The 5 Elements of Intelligent Automation in 2026
Intelligent automation is no longer framed primarily as a way to reduce headcount or trim operating expense. In 2026, many organizations are using automation to improve customer experience, strengthen service reliability, and accelerate growth — goals that put automation decisions closer to the C-suite than to a single IT team.
That’s partly because automation has expanded well beyond “batch jobs.” Modern workflows move through cloud services, SaaS apps, data platforms, DevOps toolchains, and event streams. When those workflows fail, the business impact is immediate, and includes missed SLAs, delayed data, broken customer journeys, and slower incident response.
To learn more, read our current explainer on intelligent automation.
Industry researchers have also described automation as shifting toward end-to-end strategy and executive ownership. Forrester’s Automation Survey described automation as “a boardroom discussion,” with the C-suite driving strategy.
Bold perspective: From efficiency to innovation and business outcomes
Cost reduction is still a common rationale, but organizations increasingly evaluate automation in terms of business outcomes such as faster time-to-market, better customer service, fewer operational disruptions, and more reliable data delivery.
That outcomes lens is a key reason workflow orchestration is becoming a strategic decision. Orchestration — broadly, the coordination of dependencies and execution across systems — determines whether automation remains fragmented across teams or becomes a reliable enterprise capability.
A practical way to think about orchestration in 2026 is as the “fabric” connecting data, applications, and events to measurable outcomes. BMC’s workflow orchestration buyer’s guide positioned orchestration as a category where scale and operational oversight are major evaluation criteria.
New equation: Intelligent automation = cognitive + orchestration
Most definitions of intelligent automation involve combining automation tools with AI. IBM described intelligent automation as combining AI and automation technologies. SAP similarly framed intelligent automation as using AI to optimize processes that traditional automation cannot fully handle alone.
The 2026 shift is that AI features increasingly matter only when they are paired with orchestration — the layer that turns intent into execution, and execution into governed, observable operations. That “1 + 1 = 3” effect shows up when AI helps more people design workflows safely, when systems respond in real time to events, and when monitoring becomes proactive rather than reactive.BMC’s Control-M roadmap messaging reflects that pairing, highlighting AI-assisted workflow creation, event-driven orchestration, and monitoring/insight features designed to operate across heterogeneous stacks.
Five rungs of the intelligent automation ladder: 2026 edition
1. Tools: Automate tasks, then connect them
Most automation programs start with tools that address specific tasks, including scripts, schedulers, point workflow tools, and integrations that reduce manual effort. Early wins are common, but the risk is tool sprawl and “automation islands” that don’t coordinate across teams or systems.
At this stage, organizations benefit from standardizing on tooling that can connect work across environments and provide shared visibility. BMC positions Control-M as workflow orchestration that spans end-to-end workflows, not only time-based scheduling.
2. Process: Redesign flows around outcomes, not activities
The second rung is process maturity, or stepping back from automating single steps and redesigning the full process by removing redundant handoffs, clarifying ownership, and defining what “done” means in measurable terms.

··········

» **PROBLEMS AND TASKS**
[1] From the intelligent automation article, copy the part that opens with the words containing "To learn more, read" and closes with "C-suite driving strategy.".
[2] In the intelligent automation article, which survey called automation "a boardroom discussion"?
[3] The intelligent automation article says that "Modern workflows move through" several things. List every one of them.

» **DATA EXCERPT**
··········

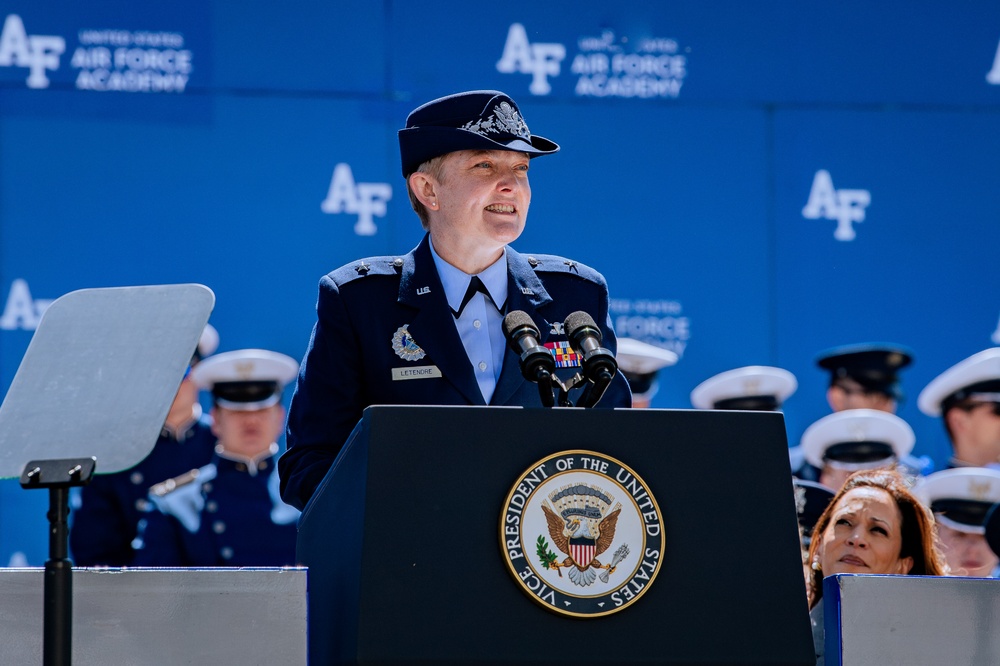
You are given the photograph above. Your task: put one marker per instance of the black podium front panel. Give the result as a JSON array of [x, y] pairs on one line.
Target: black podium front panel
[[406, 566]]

··········

» **CORRECT ANSWERS**
[1]
To learn more, read our current explainer on intelligent automation.
Industry researchers have also described automation as shifting toward end-to-end strategy and executive ownership. Forrester’s Automation Survey described automation as “a boardroom discussion,” with the C-suite driving strategy.

[2] Forrester's Automation Survey

[3] cloud services, SaaS apps, data platforms, DevOps toolchains, event streams